Segmentation dataset records
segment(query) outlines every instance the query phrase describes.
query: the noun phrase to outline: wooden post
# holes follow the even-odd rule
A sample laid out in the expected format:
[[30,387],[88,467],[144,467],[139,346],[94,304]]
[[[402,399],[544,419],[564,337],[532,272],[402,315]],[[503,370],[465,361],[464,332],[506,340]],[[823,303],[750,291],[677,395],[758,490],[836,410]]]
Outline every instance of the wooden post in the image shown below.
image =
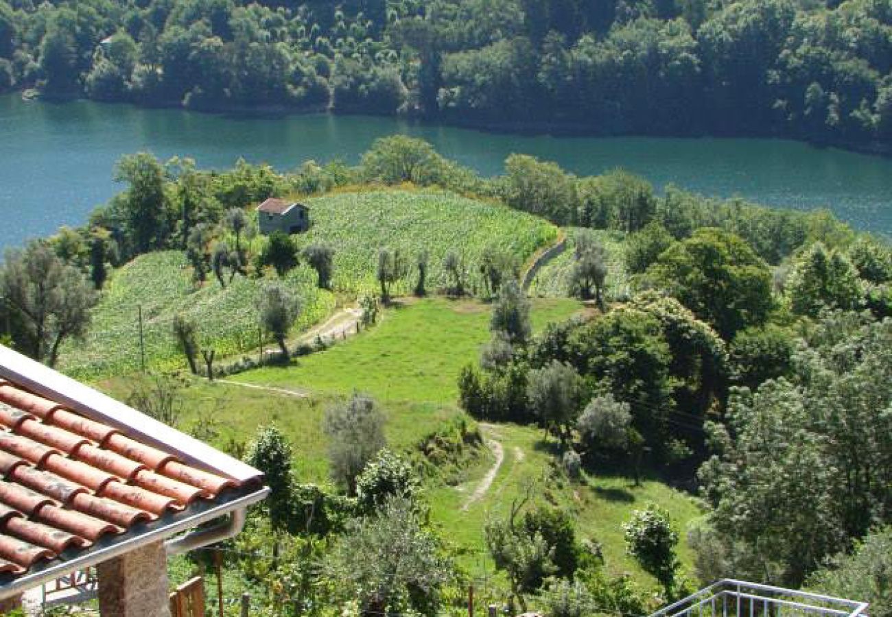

Exercise — Quote the records above word for word, but leave out the pictures.

Result of this exercise —
segment(query) outlines every instance the query phrase describes.
query: the noun phrase to outline: wooden post
# holes follow the even-odd rule
A sample laid out in the expected format:
[[30,387],[88,467],[144,467],[139,346],[94,304]]
[[[402,399],[544,419],[564,337],[532,272],[402,315]],[[503,370],[465,361],[464,332],[506,340]],[[823,303],[750,291],[677,395],[758,490],[836,410]]]
Outline every instance of the wooden post in the image shown below.
image =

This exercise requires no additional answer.